TEXTO DA PÁGINA
++++++
A Mariana e o Carlos tinham 40 anos, casados há cerca de 5 anos, pensaram agora em ter um filho. Como tal não se estava a concretizar, recorreram às chamadas técnicas de (PMA) inseminação artificial. Na verdade, o Carlos tinha um problema que não lhes permitia ter filhos. Tiveram então de recorrer ao chamado “Banco de Esperma”. Isto é, adquiriram esperma que fecundou, em laboratório, os óvulos da Mariana e após formados os embriões foram implantados no útero da Mariana.

Técnica a que muitos casais estão a recorrer especialmente quando a idade já é avançada (acima dos 35 anos) para o primeiro filho. Foi o que lhes disseram no longo e penoso processo de PMA que iniciaram numa “unidade de fertilidade”.

Depois de várias tentativas, onde se perderam 3 embriões (bebés), finalmente a Mariana viu a sua gravidez progredir.

Porém, às 31 semanas o bebé quis nascer e como já tinham todo este historial de insucessos na reprodução artificial, foi mais prudente (segundo os médicos) deixar que o bebé nascesse.

Foi feita a cesariana, e o bebé nasceu e na sua condição de prematuro teve cuidados médicos especiais.

Ao fim de 2 dias o bebé começou a desenvolver um quadro clínico de doença rara, indefinida e muito preocupante. Temia-se pela vida do bebé.

Pelos médicos, foi então colocada a hipótese de uma doença de origem genética. Porém, a genética desta criança não era conhecida em 50%. Pois, os 50% dados pelo lado masculino tinham vindo de um “banco de esperma” com anonimato do dador. Os médicos que seguiam o caso sentiam-se numa “aflição” por não saber/poder ajudar aquela criança.

A lei permite que nestes casos seja conhecido o dador de esperma. Mas com o consentimento dos pais.

Os pais confrontados com esta necessidade de conhecer o homem que tinha dado parte da genética do filho, recusaram tal consentimento.
++++++
TAREFAS A REALIZAR
(A) Explique, entre uma e três frases, por que razão a genética do bebé era desconhecida em 50%, segundo o texto sobre o banco de esperma.
(B) Continue o texto sobre o banco de esperma a partir da última frase apresentada.
O material não tem qualquer relação com o texto sobre o banco de esperma.

CONTEÚDO DO MATERIAL
++++++
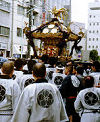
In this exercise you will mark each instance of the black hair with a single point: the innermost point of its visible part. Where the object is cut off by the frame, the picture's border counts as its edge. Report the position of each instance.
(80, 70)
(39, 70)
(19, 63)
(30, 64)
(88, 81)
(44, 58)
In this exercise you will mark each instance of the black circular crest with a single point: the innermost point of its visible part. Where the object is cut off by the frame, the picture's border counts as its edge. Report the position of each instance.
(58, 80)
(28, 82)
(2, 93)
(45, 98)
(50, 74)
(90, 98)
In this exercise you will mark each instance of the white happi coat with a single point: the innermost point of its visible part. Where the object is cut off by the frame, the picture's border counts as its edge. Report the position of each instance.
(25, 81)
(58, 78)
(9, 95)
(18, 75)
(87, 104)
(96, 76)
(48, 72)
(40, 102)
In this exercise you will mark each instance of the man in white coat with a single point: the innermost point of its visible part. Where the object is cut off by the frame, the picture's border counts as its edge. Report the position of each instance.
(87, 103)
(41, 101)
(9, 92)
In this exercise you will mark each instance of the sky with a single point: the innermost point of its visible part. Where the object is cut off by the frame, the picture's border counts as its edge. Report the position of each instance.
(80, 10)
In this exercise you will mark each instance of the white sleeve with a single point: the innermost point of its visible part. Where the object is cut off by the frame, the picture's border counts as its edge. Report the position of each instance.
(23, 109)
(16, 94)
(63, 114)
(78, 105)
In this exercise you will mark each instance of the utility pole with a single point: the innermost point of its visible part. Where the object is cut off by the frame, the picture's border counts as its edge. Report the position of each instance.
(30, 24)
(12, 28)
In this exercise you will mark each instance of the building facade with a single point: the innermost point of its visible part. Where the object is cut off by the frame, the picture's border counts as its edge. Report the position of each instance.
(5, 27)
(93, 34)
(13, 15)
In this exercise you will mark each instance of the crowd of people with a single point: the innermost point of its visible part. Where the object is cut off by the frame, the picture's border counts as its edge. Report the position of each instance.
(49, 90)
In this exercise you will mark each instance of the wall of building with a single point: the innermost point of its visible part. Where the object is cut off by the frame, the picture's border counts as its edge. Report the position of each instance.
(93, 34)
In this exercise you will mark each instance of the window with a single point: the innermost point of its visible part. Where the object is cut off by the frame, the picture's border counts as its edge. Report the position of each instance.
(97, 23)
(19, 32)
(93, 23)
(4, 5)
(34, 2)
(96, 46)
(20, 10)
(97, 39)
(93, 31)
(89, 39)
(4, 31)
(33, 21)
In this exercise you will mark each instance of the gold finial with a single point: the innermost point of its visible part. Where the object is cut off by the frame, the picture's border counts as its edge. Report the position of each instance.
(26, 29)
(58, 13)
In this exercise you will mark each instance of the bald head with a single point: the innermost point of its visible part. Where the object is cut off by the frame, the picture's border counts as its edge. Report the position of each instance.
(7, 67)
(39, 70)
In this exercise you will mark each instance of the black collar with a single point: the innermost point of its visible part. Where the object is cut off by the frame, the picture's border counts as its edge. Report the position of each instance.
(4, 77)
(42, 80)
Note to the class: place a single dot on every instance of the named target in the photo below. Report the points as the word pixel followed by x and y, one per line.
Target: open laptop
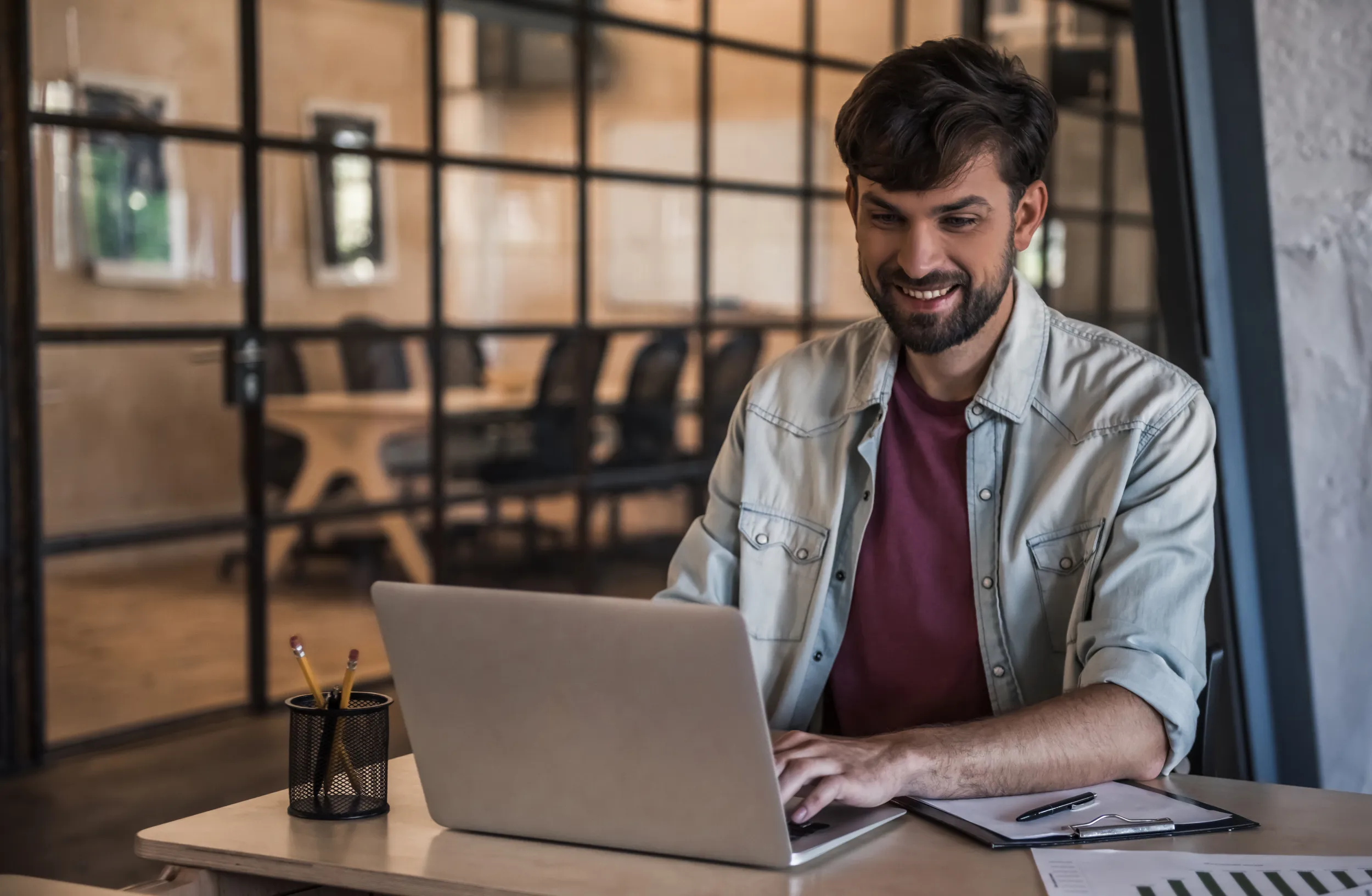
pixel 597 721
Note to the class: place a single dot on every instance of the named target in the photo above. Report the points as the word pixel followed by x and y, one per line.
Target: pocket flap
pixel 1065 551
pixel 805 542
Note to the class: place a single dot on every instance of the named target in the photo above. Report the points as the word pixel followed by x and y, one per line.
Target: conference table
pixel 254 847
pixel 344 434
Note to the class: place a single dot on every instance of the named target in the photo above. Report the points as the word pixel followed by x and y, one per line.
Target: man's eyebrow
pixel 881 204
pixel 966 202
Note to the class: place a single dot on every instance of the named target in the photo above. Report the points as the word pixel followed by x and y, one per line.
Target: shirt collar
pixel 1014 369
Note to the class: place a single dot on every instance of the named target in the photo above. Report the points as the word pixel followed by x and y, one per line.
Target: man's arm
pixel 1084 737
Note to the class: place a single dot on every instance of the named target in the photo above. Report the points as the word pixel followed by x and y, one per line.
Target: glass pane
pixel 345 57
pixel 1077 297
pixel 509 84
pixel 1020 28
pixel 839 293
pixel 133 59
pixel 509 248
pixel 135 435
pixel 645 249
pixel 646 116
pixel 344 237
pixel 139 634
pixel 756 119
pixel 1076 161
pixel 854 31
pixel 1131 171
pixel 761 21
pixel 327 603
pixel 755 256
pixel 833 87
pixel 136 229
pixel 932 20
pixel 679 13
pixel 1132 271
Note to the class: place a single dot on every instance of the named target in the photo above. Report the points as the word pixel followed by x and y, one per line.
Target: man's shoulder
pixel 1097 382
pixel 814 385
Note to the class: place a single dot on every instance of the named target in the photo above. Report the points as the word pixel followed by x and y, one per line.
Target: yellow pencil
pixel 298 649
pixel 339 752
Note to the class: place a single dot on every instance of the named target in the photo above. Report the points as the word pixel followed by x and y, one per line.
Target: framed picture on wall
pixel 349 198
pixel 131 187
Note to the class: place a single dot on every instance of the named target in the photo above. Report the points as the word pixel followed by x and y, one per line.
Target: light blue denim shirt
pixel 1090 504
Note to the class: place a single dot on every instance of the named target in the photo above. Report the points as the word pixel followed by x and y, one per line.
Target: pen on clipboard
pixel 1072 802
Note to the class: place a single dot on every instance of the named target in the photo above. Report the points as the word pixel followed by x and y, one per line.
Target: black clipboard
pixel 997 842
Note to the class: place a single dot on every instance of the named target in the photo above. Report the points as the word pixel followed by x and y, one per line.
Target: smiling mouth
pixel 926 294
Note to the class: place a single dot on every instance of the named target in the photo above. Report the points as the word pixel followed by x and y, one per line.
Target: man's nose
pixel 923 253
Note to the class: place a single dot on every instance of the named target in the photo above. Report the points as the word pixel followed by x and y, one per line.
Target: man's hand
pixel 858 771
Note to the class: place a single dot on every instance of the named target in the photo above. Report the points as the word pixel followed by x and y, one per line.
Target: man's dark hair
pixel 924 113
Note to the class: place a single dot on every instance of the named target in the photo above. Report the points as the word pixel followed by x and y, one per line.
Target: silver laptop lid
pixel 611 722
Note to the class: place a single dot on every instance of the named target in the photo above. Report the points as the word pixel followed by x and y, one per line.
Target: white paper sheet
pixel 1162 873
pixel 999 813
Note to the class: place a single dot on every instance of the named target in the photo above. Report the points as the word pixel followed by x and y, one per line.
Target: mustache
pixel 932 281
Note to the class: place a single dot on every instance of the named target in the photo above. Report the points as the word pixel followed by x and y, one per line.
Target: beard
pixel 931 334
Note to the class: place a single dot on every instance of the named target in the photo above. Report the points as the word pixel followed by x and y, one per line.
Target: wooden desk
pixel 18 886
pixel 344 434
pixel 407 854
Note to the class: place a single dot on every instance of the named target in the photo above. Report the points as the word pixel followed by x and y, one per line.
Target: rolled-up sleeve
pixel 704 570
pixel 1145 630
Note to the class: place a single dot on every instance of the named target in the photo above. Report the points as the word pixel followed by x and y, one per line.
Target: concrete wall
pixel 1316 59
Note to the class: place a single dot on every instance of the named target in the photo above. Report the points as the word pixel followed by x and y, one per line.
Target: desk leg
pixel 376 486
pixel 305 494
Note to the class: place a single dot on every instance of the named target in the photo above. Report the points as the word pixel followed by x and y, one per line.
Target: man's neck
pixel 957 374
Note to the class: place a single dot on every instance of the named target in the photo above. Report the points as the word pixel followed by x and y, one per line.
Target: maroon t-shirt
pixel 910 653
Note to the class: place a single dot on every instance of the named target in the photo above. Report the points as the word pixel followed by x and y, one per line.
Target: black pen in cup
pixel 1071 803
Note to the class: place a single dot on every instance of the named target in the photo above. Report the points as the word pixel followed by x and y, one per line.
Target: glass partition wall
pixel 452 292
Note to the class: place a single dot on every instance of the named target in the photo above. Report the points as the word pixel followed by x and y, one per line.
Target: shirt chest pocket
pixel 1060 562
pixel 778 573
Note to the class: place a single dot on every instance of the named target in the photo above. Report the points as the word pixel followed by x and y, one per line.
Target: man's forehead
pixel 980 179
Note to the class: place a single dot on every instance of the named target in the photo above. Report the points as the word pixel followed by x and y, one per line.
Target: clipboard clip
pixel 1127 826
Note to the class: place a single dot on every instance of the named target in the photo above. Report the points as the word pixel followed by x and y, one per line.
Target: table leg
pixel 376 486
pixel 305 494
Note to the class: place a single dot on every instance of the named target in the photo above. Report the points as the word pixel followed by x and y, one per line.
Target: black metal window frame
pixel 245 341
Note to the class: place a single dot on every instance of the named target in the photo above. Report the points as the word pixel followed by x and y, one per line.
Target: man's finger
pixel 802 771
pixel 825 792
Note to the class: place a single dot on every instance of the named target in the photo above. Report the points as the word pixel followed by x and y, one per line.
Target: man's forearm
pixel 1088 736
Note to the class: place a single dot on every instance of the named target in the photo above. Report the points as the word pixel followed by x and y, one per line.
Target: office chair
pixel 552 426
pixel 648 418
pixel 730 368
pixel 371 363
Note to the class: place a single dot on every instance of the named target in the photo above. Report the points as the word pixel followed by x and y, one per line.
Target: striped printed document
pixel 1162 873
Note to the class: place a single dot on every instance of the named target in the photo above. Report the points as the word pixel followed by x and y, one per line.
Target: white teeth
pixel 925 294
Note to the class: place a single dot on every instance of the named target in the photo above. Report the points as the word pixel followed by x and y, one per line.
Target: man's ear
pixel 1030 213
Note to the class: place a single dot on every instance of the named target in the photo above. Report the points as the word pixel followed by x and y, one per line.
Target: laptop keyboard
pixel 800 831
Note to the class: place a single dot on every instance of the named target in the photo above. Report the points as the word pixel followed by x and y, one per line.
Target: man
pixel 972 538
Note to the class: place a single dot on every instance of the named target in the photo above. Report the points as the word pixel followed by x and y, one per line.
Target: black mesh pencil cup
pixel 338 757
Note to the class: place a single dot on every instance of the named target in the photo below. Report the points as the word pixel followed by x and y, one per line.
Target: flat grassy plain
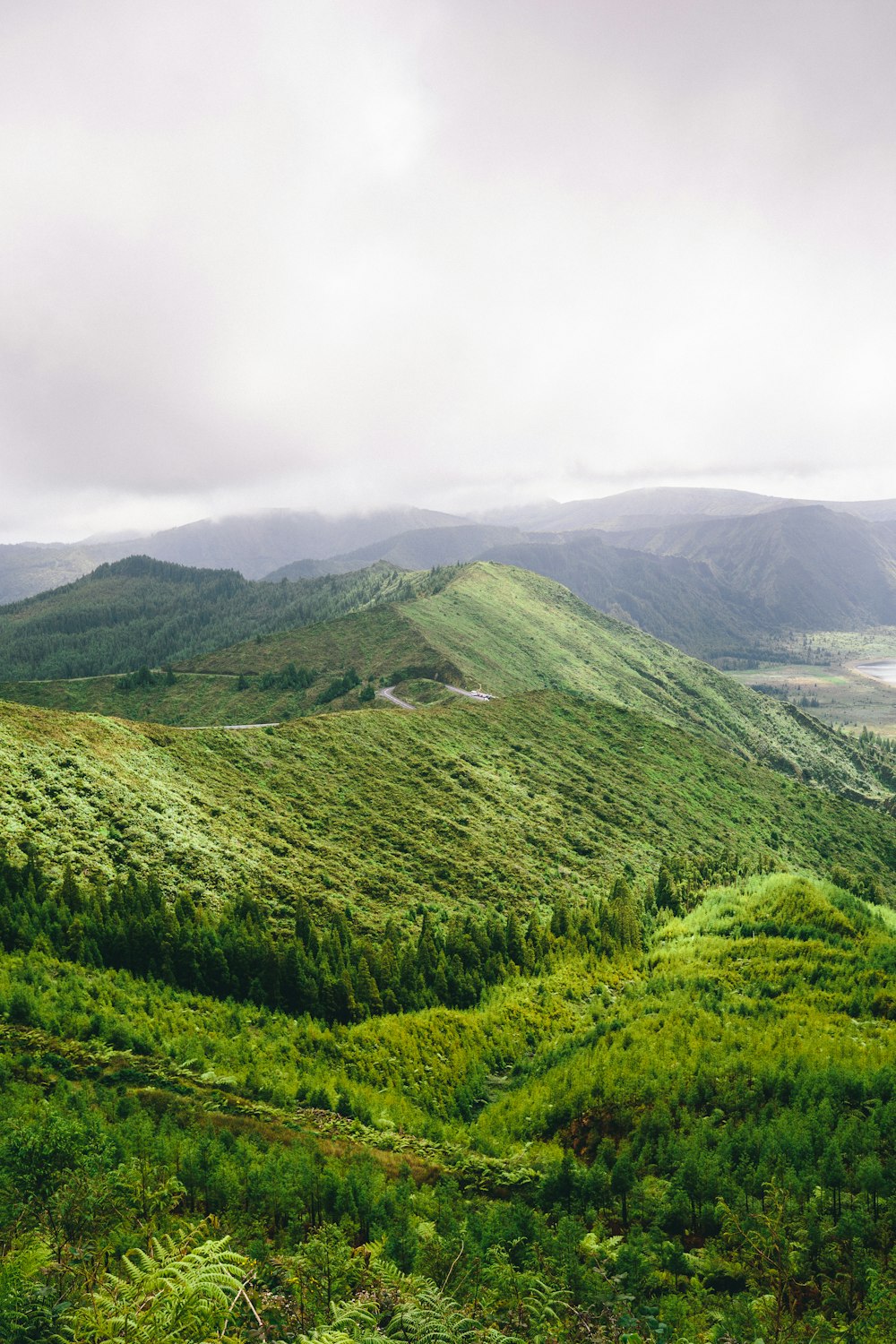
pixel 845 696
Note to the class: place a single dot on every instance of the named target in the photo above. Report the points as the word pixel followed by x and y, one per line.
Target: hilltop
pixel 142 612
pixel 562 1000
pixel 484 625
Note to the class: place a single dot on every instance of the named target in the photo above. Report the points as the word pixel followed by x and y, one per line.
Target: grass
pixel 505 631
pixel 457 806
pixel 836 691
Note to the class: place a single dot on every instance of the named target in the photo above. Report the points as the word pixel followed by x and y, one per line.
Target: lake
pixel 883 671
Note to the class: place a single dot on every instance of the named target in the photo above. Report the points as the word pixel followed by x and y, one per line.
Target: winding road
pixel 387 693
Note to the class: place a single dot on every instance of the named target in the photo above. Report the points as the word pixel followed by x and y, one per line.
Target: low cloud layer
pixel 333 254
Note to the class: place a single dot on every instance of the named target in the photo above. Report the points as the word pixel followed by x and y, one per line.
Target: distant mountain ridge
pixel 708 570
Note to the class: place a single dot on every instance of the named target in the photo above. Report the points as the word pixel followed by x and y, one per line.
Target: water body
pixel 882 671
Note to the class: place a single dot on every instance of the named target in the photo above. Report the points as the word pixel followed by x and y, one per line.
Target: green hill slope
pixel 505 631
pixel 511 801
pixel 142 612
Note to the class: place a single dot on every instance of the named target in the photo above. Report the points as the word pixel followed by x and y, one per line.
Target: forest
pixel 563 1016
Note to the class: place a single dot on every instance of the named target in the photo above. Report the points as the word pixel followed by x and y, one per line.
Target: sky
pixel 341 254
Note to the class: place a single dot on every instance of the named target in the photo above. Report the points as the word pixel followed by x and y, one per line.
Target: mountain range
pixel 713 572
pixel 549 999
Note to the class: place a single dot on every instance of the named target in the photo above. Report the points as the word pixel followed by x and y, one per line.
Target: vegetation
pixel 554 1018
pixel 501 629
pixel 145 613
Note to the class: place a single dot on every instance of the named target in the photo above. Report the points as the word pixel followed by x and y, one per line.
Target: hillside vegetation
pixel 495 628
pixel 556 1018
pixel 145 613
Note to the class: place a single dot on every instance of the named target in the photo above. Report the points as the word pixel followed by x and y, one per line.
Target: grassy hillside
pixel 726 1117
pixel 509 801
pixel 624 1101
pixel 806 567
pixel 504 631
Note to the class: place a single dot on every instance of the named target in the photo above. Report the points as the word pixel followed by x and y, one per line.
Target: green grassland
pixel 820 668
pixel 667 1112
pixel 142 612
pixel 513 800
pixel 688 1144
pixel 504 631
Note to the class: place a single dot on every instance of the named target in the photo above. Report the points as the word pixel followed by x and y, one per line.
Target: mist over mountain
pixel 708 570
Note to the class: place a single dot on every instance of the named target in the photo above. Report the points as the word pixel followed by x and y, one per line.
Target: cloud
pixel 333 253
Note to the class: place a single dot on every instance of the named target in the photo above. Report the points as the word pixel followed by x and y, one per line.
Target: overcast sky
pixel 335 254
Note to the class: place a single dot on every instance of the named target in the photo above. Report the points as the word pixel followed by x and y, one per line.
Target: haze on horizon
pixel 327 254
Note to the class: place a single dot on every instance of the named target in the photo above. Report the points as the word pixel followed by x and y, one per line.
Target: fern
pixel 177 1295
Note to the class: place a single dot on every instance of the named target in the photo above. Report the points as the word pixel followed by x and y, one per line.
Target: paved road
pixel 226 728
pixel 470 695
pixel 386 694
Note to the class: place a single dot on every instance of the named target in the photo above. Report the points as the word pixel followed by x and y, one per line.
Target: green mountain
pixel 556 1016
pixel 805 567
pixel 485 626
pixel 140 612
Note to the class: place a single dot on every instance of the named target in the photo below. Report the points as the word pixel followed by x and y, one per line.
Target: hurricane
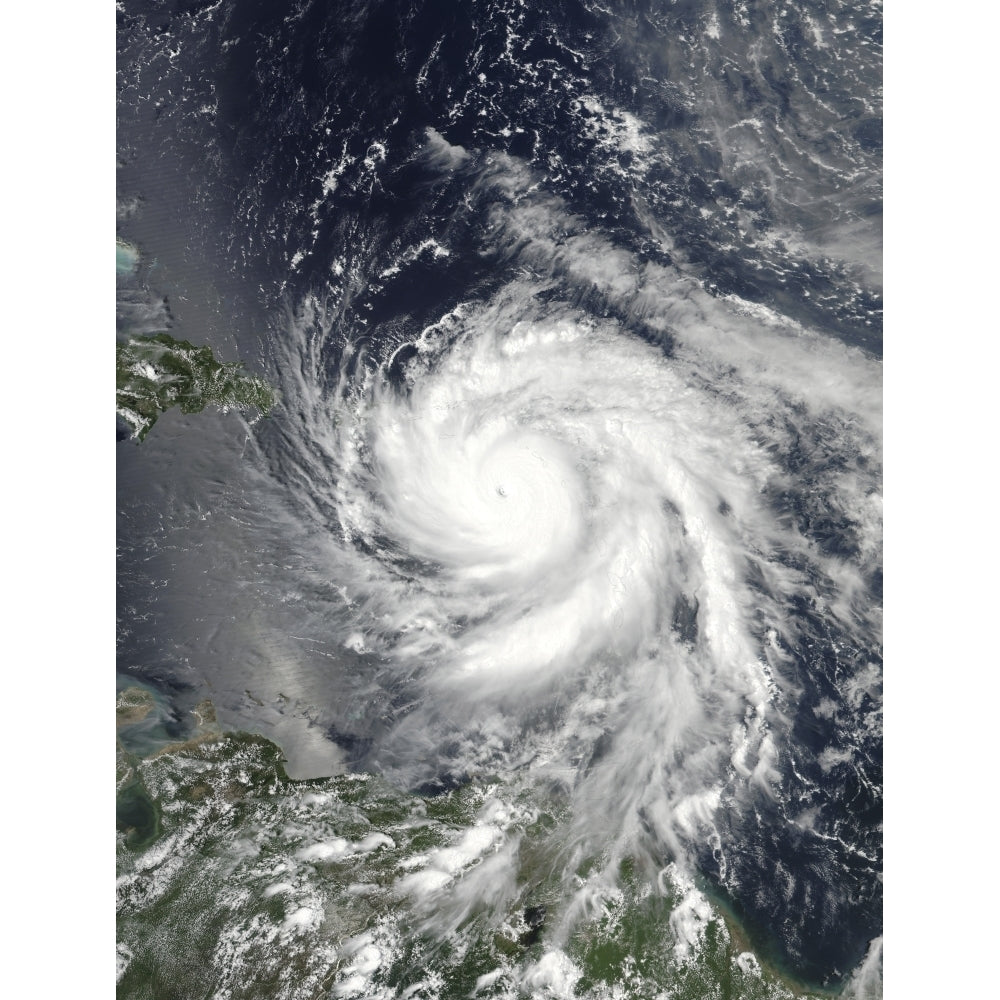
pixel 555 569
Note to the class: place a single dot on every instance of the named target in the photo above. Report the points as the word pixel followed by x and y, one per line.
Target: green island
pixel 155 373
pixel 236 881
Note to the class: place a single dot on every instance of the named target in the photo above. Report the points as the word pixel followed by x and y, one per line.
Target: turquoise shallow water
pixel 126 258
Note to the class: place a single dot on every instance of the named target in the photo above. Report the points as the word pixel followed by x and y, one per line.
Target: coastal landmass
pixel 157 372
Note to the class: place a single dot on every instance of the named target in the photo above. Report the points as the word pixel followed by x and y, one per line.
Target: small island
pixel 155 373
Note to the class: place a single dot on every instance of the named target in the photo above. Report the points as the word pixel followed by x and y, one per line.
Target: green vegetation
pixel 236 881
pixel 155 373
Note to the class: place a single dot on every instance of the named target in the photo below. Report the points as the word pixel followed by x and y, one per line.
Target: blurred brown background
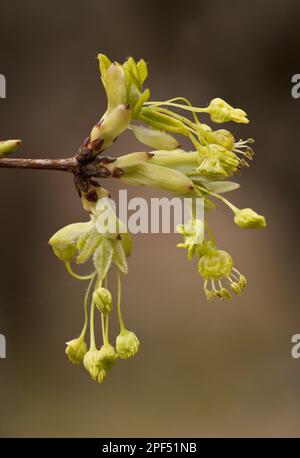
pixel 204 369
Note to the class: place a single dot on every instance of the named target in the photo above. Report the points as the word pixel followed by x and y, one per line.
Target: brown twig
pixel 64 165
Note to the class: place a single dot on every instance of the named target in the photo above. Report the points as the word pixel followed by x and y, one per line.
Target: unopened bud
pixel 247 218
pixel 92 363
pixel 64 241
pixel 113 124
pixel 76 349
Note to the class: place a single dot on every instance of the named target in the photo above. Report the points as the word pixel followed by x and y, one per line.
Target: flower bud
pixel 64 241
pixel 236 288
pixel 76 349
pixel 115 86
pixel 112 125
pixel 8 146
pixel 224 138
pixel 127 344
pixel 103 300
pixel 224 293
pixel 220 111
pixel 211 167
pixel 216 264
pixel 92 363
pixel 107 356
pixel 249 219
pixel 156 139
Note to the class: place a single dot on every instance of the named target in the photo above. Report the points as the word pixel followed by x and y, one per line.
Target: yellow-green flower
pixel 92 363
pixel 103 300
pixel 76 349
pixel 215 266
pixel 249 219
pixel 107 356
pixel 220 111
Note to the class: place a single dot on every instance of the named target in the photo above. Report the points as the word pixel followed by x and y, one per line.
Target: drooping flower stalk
++++++
RESPOSTAS POR TAREFA
(A) A genética do bebé era desconhecida em 50% porque a parte vinda do lado masculino provinha de um banco de esperma com anonimato do dador. Por isso, não se sabia quem era o homem que tinha dado essa metade da genética da criança.

(B)
A equipa médica ficou ainda mais alarmada. Porque negavam aqueles pais a possibilidade de tratamento do filho? Que levava aqueles pais a, perante a hipótese de perder o filho, ou, saber quem era o pai genético deste, negaram esta opção? Porque não queriam aqueles pais serem confrontados com a realidade?

A “verdade” (falsa) que alimentaram ao longo de meses, de tratamentos, de clínicas de hormonas, etc., tinha um valor superior à vida daquela criança?

Onde está a dignidade da vida humana?

Os médicos, que no hospital se batiam de dia e de noite, pela vida daquela criança, que definhava hora após hora, colocavam estas e outras questões.

A enfermeira Joana, que foi assistindo a tudo isto em silêncio, até porque estas questões da Bioética têm sido fonte do seu interesse, a certa altura perguntou: “Dra. Ana, desculpe mas tenho de desabafar, afinal tratamos de pessoas, de bebés, ou de coisas? Lamento muito por estes pais, que para o resto das suas vidas terão de carregar estes dias de aflição e infelicidade. Porque negam eles a realidade? Porque estamos a assistir, com tanta frequência, a estes dramas?”.

A Dra. Ana, cansada e triste, disse: “Que mundo… há muito para fazer!”. E ambas, medica e enfermeira, de olhos no chão, seguiram o seu caminho.